WHAT YOU WILL DO: Reproduce the listing below with each "polygon" swapped for "bbox" and nothing else altered. Leave out the pictures.

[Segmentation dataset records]
## START

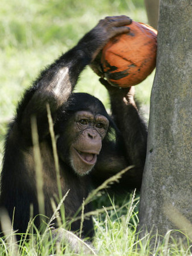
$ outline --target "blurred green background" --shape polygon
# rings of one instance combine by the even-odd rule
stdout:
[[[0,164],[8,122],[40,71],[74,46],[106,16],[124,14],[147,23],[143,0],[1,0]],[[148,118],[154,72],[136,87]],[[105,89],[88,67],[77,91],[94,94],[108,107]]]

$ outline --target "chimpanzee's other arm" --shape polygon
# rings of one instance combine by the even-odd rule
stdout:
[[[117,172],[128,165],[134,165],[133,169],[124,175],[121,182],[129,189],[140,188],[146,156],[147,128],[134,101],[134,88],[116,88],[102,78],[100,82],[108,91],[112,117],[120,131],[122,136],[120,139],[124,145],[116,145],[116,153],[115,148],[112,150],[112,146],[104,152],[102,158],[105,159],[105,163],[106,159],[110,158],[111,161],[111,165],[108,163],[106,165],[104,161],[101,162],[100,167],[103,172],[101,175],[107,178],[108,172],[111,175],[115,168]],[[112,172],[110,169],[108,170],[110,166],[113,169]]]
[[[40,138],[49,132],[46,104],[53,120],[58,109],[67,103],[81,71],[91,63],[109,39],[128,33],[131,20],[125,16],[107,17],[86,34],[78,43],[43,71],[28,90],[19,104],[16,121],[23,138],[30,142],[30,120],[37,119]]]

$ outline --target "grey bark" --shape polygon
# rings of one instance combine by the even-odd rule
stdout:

## END

COMPLETED EXERCISE:
$ outline --target "blurred green background" --shape bbox
# rings of one instance combine by the even-odd rule
stdout:
[[[0,164],[8,122],[40,71],[74,46],[106,16],[124,14],[147,23],[143,0],[1,0]],[[148,118],[154,72],[136,87]],[[105,89],[88,67],[77,91],[94,94],[108,107]]]

$ outline --target "chimpanzee's other arm" --shape bbox
# rings of one instance combine by the even-odd rule
stdout:
[[[117,172],[128,165],[134,165],[133,169],[124,175],[121,182],[129,189],[140,188],[146,156],[147,128],[134,101],[134,88],[116,88],[102,78],[100,82],[108,91],[112,117],[120,131],[122,136],[120,139],[124,145],[116,145],[116,153],[115,148],[112,150],[112,146],[104,152],[102,158],[105,159],[105,163],[106,159],[110,158],[111,161],[111,165],[108,163],[106,165],[104,161],[101,162],[100,167],[103,172],[101,175],[107,178],[108,172],[111,175],[115,168]],[[112,172],[110,169],[108,170],[110,166],[113,169]]]
[[[40,138],[49,132],[46,104],[53,120],[58,109],[67,103],[81,71],[91,63],[109,39],[128,33],[131,20],[125,16],[107,17],[86,34],[78,43],[43,71],[28,90],[19,104],[16,121],[23,138],[30,142],[30,120],[37,119]]]

$ outline --target "grey bark" --shape bbox
# rings of one instance combine by the even-odd rule
stdout:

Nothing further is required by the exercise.